▼▼▼

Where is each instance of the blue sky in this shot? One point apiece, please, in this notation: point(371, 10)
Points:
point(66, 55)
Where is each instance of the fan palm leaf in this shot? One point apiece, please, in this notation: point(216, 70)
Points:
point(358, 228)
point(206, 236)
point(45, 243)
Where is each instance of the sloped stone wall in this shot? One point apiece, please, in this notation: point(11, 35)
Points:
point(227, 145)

▲▲▲
▼▼▼

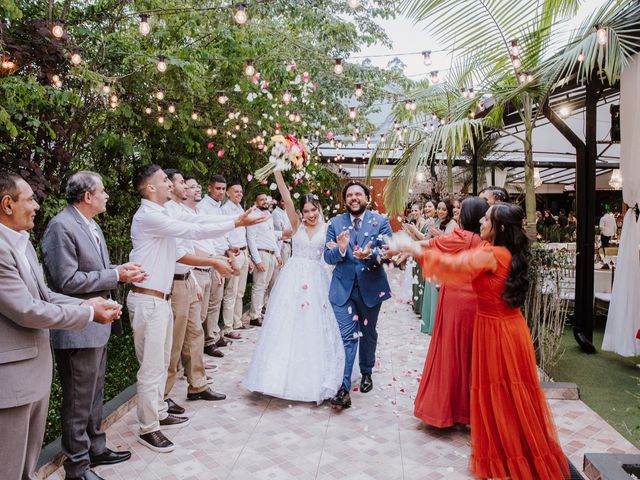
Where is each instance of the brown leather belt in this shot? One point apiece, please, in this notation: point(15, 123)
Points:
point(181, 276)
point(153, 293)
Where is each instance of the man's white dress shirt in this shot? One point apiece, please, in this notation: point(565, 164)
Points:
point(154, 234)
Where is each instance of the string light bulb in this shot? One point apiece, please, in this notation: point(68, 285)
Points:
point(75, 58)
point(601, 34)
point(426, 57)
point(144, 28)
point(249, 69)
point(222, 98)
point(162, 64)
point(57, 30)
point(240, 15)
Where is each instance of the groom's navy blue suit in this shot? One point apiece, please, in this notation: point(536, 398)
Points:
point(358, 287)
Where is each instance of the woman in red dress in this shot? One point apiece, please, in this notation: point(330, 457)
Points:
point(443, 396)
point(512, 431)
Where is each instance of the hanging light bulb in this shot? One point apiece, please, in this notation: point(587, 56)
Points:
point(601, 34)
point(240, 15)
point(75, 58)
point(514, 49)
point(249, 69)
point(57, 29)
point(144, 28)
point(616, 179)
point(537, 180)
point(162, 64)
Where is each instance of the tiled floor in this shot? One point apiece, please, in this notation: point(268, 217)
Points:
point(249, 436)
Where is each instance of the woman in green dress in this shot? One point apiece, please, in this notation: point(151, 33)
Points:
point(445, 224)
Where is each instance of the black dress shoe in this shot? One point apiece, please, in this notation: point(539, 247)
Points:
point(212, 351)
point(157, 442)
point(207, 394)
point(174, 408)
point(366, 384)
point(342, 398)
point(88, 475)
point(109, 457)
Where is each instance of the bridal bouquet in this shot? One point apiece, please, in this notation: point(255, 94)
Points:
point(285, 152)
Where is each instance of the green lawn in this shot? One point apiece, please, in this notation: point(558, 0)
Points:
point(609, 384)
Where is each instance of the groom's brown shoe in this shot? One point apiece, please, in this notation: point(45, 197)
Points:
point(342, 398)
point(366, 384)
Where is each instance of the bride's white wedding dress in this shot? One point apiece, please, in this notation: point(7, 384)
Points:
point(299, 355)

▲▲▲

- What you should do
Copy the lines exactly, from the line containing "Where is each instance of the hanging" through the line containing "point(249, 436)", including both.

- Solution for this task
Where is each instance of the hanging light bulb in this shot? One point apiece, please, in this notation: point(587, 56)
Points:
point(601, 34)
point(240, 15)
point(75, 58)
point(514, 49)
point(249, 69)
point(57, 29)
point(144, 28)
point(616, 179)
point(537, 180)
point(162, 64)
Where is each instance of the tiled floor in this shot? One point apiece, please, in this notation: point(268, 217)
Points:
point(249, 436)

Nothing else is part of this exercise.